Ratlos ist man, denn der tradierte Kunstbegriff erwartet Position auf der Seite des Machers. Die unterbleibt. Der Rezipient sorgt für den Verlauf des Regelwerks.

Unkontrollierbar geschah das auch in „a sophisticated soirée“. Denn hier war es die Mischung aus den Herzklopfrhythmen der Versammelten, die vom Computer hochgerechnet einen musikalischen Ablauf bestimmten. Die Maschine gab dröhnende Pulsationen ab und der Einzelne konnte nebenbei aufgrund von Lichtzeichen erkennen, dass sein Herz gerade mit einem anderen, in der Gruppe unauffindbaren, im Takt schlägt. Man verblieb in der, so weit traute man der Installation, vom Herzschlag-Gruppenprozess gesteuerten akustischen Umgebung, man plauderte. Da in der Kunst inzwischen erreicht ist, dass alles erlaubt ist, ließ man sich darauf ein. Doch etwas Widerstand möchte man zumindest anmelden: Wir machen alles mit, aber wir erwarten mehr. Wellness allein ist hohl – und allemal besser in der Hängematte. Oder brauchen wir zum Alleine-Sein schon die anonyme Gruppe?

• Aufgabe A: Übernimm aus den Zeilen unten unverändert alles ab der Zeile mit „2L26 3L19 149L46“ bis einschließlich der Zeile mit „positive clicks: (24, 9)“.

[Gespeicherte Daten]
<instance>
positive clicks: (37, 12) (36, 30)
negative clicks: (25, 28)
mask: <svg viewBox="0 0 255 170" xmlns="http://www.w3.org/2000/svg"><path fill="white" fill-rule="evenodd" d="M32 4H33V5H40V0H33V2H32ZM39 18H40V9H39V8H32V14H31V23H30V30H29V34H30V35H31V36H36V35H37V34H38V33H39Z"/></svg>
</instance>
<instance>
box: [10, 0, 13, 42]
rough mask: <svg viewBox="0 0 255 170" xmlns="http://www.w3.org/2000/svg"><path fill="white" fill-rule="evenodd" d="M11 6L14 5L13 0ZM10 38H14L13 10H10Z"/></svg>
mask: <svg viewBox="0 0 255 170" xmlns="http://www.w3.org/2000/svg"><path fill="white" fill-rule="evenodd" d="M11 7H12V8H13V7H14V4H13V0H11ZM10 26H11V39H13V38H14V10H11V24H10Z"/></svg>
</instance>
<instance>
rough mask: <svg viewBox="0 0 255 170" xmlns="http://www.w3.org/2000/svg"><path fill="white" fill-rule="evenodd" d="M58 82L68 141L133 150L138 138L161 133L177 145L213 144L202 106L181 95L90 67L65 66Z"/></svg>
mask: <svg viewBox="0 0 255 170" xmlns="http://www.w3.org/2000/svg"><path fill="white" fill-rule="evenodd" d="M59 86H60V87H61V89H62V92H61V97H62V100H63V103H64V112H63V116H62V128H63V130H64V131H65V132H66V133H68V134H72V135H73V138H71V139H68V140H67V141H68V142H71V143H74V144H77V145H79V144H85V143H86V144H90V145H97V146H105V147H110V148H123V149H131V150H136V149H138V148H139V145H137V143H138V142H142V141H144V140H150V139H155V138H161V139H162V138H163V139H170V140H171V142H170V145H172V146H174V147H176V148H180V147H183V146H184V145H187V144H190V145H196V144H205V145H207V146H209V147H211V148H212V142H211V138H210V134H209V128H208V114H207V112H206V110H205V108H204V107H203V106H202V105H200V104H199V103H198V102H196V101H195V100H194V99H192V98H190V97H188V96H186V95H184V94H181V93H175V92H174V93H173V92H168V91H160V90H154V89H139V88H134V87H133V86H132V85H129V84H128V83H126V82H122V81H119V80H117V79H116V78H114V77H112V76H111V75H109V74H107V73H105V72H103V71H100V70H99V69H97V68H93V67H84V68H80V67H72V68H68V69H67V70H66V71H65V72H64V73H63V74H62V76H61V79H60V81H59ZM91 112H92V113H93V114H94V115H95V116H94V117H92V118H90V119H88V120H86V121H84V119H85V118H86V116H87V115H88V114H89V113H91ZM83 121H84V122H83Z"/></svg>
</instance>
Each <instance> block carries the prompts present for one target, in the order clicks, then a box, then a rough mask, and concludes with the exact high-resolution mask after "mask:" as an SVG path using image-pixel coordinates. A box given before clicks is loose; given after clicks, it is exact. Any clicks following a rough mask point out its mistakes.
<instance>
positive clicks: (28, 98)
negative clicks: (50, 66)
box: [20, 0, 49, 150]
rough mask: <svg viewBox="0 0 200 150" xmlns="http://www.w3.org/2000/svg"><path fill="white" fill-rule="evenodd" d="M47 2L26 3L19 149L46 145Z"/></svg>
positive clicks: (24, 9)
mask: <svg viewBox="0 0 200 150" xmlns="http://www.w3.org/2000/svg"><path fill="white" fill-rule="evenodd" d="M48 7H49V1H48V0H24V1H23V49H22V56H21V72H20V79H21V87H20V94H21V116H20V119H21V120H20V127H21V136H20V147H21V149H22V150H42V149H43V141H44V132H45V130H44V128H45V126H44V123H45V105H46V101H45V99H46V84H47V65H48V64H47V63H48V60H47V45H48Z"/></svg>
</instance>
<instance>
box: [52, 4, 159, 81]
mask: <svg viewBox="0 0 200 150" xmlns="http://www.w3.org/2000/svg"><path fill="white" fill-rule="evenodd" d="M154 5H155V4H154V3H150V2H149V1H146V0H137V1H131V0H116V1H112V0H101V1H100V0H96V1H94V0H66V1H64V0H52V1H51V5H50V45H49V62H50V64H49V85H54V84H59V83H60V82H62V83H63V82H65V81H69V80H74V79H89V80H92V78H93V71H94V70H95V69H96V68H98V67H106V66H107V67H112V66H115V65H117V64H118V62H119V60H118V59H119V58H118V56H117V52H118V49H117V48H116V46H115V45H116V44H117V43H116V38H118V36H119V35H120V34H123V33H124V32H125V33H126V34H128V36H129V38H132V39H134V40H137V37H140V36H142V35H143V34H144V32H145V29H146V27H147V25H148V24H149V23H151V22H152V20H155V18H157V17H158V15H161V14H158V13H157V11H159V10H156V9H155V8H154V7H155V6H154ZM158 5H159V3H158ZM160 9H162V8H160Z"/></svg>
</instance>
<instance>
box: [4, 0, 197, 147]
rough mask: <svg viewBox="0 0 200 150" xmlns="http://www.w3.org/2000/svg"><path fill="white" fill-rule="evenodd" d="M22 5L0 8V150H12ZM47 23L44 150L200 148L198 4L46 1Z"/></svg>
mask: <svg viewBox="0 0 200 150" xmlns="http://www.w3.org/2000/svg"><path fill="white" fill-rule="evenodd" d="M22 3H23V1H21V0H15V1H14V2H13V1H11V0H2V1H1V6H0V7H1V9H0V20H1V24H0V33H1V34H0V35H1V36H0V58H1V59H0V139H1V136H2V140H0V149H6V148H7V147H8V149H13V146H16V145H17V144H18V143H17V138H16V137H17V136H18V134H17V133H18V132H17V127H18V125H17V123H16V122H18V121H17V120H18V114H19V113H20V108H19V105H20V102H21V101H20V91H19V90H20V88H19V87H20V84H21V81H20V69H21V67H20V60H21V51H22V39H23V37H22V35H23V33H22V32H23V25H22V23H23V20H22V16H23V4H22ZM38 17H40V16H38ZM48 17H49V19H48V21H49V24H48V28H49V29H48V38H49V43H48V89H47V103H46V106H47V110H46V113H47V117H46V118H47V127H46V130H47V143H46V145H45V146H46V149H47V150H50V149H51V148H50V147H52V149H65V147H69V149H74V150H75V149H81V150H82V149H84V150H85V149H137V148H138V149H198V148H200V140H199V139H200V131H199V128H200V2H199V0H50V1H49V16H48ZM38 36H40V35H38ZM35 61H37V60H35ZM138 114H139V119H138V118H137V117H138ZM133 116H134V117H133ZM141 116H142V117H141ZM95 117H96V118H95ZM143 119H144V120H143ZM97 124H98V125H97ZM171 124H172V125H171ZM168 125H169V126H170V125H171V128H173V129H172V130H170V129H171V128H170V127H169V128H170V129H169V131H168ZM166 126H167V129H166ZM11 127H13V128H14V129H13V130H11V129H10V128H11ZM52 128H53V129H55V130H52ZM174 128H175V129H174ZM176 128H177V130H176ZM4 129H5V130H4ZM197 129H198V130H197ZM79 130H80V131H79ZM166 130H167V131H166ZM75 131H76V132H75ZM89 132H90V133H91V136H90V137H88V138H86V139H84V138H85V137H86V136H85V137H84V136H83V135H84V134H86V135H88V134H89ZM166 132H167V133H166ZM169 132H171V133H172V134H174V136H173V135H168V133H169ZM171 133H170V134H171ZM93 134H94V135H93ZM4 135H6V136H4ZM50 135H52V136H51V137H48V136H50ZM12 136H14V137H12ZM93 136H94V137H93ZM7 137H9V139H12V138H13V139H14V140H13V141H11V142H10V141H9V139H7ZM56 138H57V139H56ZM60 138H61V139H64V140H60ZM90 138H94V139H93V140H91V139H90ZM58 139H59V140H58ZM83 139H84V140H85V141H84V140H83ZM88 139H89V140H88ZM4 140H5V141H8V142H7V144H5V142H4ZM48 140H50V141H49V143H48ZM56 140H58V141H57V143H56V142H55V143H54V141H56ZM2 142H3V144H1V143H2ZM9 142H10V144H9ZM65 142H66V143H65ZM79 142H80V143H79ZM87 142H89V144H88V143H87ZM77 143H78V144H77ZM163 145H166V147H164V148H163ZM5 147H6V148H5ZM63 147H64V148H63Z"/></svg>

• Aufgabe B: Was bestimmte laut dem Lesetext in „a sophisticated soirée“ den musikalischen Ablauf?

• Lösung A:
rough mask: <svg viewBox="0 0 200 150" xmlns="http://www.w3.org/2000/svg"><path fill="white" fill-rule="evenodd" d="M47 2L26 3L19 149L46 145Z"/></svg>
positive clicks: (24, 9)

• Lösung B: Die vom Computer hochgerechnete Mischung aus den Herzklopfrhythmen der Versammelten.